Document passage: Begin

Rev. Jesse Jackson and his wife, Jacqueline, were admitted to Northwestern Memorial Hospital in Chicago according to a statement from his organization Rainbow PUSH Coalition (RPC) on Saturday.
NBC News reports that the 79-year-old civil rights leader and his wife, 77, are closely monitored by their doctors. The statement did not disclose their current conditions. The statement urged anyone who has had contact with the couple in the past five or six days to isolate according to CDC guidelines.
The reverend has been a giant in the civil rights community since the 1960s and was a protégé of the late Martin Luther King Jr. According to their website, in 1996, Jackson founded the Rainbow Push Coalition in Chicago, a merger of his two nonprofit organizations, to advocate for international human and civil rights.
He has also been vocal in the modern civil rights movement despite his Parkinson’s diagnosis in 2017. Most recently, he was arrested in Washington, D.C., earlier this month and in Phoenix, Ariz., in July, according to ABC News.
Rev. Jackson has also undergone a few health complications in the past year.

Document passage: End
Data listing: Begin

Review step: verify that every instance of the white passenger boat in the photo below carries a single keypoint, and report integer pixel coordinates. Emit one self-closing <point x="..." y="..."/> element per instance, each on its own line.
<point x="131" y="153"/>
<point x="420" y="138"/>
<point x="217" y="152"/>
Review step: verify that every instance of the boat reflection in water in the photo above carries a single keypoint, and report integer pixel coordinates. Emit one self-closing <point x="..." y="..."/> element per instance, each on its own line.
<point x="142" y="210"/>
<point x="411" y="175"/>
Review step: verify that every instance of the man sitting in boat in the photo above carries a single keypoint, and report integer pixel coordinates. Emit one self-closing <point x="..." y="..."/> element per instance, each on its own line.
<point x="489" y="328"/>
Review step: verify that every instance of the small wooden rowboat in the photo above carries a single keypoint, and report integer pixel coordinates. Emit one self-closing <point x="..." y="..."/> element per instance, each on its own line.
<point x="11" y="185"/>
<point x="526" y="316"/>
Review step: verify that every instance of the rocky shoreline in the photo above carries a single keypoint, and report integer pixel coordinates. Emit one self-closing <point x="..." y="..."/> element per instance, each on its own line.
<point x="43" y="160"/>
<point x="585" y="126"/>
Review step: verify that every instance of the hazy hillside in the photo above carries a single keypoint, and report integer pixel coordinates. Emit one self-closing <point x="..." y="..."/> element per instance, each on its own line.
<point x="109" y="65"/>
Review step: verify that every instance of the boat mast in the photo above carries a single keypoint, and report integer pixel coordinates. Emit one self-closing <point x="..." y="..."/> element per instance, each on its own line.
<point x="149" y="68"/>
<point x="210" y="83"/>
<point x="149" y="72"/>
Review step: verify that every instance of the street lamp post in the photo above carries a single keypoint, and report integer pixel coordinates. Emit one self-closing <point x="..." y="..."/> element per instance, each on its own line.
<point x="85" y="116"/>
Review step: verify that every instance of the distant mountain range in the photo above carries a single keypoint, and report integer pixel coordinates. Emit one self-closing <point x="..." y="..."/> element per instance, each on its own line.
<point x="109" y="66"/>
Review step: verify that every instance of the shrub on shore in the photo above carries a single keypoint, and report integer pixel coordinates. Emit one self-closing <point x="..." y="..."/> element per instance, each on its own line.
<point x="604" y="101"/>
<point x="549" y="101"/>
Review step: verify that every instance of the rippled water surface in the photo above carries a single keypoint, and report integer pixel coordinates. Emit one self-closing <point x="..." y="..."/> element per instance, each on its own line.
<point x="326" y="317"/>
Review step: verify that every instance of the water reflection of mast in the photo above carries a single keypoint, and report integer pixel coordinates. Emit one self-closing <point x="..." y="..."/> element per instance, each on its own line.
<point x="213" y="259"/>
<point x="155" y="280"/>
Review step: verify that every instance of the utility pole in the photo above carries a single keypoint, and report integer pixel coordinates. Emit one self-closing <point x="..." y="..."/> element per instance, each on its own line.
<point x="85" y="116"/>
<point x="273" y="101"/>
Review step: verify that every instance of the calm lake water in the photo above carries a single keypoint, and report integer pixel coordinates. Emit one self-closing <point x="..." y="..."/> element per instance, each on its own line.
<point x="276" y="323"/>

Data listing: End
Data listing: Begin

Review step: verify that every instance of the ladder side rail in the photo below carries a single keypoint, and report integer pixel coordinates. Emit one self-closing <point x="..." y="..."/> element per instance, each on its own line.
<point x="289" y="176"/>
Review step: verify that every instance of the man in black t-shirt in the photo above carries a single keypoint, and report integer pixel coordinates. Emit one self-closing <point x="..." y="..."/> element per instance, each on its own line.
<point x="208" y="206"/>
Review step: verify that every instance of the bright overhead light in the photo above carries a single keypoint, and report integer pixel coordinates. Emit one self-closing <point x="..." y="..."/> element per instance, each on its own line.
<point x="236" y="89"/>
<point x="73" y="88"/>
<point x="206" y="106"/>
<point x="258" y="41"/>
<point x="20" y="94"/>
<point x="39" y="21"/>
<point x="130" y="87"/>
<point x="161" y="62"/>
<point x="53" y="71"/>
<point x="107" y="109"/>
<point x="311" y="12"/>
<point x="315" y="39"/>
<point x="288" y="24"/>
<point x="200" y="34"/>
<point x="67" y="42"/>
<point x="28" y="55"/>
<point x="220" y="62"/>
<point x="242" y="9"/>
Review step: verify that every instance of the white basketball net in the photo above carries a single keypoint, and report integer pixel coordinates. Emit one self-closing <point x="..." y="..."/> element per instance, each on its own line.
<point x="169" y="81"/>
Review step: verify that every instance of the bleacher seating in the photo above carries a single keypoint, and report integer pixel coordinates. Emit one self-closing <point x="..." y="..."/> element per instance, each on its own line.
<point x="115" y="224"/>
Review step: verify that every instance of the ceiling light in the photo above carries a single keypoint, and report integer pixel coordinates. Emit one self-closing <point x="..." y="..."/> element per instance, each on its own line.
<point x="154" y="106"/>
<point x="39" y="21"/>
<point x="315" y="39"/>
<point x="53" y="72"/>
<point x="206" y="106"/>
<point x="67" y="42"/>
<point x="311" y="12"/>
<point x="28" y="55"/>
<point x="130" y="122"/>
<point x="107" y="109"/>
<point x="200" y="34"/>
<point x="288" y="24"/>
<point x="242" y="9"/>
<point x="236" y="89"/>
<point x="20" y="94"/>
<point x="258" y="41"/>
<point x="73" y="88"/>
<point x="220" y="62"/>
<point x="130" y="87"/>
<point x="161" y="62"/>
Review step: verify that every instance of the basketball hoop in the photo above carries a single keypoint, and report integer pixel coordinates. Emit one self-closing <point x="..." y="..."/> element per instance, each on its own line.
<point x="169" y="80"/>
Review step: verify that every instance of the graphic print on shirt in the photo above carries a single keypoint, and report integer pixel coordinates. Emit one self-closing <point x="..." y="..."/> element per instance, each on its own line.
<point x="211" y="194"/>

Data listing: End

Work task 1 =
In the article about Jesse Jackson's hospitalization, in what year did Jackson found the Rainbow PUSH Coalition?
Work task 2 =
Extend the article about Jesse Jackson's hospitalization, picking up after its final sentence.

Your response 1 =
1996

Your response 2 =
From NBC:
In January, the civil rights leader was admitted to Northwestern for “abdominal discomfort” and underwent gallbladder surgery. Jackson spent three weeks at a rehabilitation center for a “short period of exercise and therapy,” because of his Parkinson’s disease, according to Rainbow PUSH.
Jackson has been seeking outpatient care for more than five years for Parkinson’s, a chronic neurological disorder that causes movement difficulties.
Jackson was vaccinated during a press conference at Roseland Community Hospital in January, according to CBS News. He received his first dose of the Pfizer vaccine while urging African Americans, especially the elderly, to get their shots.